*DIRECTIONS*.
Format everything from the line containing "Target: kitchen cabinet handle" down to the last line below as a JSON list of strings, one string per line, omitting blank lines.

Lines from a point labeling set:
###
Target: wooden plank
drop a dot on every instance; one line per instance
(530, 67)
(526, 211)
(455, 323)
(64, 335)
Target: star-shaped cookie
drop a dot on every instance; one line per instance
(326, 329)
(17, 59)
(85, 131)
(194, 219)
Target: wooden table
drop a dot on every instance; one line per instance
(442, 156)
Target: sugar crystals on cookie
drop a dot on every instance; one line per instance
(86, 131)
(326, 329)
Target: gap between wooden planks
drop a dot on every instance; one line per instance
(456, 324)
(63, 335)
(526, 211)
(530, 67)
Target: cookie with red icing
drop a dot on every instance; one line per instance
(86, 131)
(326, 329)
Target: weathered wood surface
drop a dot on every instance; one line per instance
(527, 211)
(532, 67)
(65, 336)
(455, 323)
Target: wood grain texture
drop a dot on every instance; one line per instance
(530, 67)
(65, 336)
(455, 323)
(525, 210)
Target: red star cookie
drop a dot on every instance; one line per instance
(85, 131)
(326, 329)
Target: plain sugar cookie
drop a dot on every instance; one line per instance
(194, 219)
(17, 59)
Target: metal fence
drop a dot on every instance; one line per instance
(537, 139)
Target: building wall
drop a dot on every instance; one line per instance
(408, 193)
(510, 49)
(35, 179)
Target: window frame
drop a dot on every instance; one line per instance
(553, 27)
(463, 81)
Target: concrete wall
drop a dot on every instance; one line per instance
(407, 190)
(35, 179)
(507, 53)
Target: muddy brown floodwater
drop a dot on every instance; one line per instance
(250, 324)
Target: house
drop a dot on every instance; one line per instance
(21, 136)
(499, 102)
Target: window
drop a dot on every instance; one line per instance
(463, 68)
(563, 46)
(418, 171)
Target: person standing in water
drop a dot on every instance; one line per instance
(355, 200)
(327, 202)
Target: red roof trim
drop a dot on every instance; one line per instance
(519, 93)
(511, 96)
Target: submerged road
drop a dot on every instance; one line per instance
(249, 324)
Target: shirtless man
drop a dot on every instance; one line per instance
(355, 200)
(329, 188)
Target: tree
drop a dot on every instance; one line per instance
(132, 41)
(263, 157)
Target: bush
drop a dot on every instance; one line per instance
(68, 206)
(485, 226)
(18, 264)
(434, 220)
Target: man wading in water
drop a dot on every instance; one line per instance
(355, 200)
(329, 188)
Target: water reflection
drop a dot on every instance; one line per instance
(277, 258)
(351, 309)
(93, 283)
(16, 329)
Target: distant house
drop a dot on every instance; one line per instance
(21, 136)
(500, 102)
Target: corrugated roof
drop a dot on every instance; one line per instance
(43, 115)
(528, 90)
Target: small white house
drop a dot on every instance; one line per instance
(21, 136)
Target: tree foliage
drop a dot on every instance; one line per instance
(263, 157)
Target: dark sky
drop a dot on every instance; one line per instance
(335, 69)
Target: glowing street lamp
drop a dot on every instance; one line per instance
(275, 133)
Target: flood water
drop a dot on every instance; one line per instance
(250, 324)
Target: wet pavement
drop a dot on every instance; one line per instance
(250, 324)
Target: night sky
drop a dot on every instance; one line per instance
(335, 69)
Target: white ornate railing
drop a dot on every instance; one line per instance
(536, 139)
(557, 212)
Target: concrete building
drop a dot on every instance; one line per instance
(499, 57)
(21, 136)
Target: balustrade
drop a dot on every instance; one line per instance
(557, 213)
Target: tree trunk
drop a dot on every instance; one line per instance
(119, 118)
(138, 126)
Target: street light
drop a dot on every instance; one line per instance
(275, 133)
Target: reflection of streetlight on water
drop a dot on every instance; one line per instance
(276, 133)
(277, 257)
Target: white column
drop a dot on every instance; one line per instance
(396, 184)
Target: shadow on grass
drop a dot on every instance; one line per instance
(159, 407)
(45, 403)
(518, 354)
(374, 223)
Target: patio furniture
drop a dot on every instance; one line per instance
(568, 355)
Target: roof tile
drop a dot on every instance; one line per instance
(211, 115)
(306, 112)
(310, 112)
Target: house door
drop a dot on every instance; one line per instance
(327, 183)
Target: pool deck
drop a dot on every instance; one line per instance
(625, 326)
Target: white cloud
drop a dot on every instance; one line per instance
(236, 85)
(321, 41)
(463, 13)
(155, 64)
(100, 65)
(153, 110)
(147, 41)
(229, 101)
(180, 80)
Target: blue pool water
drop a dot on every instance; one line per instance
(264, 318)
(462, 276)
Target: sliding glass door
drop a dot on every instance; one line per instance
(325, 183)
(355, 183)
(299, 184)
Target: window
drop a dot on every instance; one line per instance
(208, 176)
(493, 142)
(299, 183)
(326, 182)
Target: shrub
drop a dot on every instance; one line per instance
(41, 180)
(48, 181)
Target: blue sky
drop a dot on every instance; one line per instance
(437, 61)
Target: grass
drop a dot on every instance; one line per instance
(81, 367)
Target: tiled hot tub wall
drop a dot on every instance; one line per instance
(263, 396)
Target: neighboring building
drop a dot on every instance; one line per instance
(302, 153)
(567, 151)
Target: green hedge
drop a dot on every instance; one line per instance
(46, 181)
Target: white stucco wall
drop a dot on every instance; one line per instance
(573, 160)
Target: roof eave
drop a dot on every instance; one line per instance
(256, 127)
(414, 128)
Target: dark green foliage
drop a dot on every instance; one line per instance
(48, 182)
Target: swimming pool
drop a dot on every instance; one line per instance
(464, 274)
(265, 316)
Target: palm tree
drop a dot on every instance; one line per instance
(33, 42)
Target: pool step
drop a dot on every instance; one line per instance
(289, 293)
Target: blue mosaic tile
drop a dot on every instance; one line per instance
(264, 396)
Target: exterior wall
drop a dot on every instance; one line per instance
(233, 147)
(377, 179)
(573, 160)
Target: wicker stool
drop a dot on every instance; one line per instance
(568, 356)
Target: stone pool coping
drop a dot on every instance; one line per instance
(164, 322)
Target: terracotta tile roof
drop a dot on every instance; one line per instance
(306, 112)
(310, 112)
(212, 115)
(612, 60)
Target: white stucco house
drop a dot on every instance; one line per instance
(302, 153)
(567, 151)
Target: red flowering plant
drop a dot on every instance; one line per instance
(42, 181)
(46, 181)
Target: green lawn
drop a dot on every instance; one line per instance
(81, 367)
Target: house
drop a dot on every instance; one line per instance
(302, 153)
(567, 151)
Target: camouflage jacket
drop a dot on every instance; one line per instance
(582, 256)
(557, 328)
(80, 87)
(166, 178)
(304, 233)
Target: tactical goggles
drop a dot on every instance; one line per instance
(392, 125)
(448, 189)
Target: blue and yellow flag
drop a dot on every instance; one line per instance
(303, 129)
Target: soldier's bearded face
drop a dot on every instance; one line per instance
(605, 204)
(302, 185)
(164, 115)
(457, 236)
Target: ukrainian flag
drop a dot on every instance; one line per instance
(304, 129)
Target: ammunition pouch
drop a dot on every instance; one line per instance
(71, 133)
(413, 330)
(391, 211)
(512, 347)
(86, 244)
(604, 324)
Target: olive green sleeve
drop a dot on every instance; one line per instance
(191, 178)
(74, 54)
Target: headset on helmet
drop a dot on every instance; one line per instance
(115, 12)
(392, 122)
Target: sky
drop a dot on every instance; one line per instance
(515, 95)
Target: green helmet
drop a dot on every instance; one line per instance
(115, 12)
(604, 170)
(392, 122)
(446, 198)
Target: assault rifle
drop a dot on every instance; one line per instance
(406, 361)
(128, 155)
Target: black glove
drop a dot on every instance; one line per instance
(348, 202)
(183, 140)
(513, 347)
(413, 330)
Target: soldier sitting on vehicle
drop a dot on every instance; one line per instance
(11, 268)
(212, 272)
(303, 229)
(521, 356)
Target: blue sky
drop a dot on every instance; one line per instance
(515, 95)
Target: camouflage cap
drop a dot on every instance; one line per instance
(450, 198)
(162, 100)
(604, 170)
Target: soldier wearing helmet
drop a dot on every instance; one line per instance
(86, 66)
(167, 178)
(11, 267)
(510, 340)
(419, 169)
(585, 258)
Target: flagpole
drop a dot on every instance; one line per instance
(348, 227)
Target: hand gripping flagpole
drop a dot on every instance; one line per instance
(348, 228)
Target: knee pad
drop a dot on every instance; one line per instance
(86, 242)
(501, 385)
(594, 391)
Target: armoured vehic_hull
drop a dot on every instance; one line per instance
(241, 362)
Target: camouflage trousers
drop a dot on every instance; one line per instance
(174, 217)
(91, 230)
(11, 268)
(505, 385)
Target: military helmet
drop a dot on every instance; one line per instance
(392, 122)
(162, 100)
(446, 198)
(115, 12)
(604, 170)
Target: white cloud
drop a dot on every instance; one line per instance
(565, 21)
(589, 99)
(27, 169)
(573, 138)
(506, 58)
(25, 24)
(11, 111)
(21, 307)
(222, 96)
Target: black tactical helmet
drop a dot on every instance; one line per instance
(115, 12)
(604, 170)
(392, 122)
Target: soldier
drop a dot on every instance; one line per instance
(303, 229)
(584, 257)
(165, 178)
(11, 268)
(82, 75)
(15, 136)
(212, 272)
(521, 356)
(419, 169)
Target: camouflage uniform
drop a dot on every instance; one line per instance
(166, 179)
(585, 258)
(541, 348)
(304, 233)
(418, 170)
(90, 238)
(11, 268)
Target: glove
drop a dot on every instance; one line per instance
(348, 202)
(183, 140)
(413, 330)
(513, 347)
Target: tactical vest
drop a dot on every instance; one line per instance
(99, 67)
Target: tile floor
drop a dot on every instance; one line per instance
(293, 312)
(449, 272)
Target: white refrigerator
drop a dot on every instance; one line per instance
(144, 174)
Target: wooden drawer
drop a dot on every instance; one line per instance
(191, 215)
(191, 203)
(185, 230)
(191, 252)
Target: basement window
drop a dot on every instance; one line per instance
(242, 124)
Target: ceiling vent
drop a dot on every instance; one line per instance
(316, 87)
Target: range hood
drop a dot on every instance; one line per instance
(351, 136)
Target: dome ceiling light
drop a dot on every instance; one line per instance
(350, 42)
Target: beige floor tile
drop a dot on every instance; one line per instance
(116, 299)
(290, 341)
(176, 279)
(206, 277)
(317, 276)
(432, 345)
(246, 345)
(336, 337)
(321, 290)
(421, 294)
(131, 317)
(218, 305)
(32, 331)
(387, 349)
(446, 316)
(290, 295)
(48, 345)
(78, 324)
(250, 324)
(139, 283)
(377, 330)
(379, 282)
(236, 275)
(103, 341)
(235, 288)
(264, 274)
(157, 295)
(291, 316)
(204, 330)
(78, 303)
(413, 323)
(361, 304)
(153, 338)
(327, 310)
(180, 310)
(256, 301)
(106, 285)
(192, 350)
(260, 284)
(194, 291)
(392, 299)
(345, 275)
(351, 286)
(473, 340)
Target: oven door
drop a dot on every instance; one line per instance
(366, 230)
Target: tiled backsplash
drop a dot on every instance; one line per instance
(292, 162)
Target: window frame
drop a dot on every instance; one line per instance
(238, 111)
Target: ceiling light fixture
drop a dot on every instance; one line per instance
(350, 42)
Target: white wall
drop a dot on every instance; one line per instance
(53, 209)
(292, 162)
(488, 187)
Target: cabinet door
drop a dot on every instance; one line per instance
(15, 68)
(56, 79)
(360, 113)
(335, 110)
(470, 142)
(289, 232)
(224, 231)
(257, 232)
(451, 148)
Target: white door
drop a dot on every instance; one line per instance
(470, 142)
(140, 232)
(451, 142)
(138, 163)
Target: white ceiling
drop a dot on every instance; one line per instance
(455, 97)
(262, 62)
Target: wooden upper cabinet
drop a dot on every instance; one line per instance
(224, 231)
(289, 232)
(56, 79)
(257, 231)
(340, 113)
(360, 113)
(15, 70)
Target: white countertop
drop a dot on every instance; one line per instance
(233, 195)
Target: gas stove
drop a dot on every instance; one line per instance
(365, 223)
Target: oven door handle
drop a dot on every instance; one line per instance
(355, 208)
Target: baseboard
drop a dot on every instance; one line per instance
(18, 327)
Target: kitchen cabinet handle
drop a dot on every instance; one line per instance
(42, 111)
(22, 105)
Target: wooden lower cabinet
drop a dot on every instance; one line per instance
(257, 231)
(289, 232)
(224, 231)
###
*ANSWER TO THE EXERCISE*.
[
  "Target: kitchen cabinet handle",
  "drop a dot on every instance; one line per instance",
  "(42, 111)",
  "(22, 105)",
  "Target: wooden lower cabinet",
  "drop a dot on every instance; one line per instance",
  "(257, 231)",
  "(289, 232)",
  "(224, 231)"
]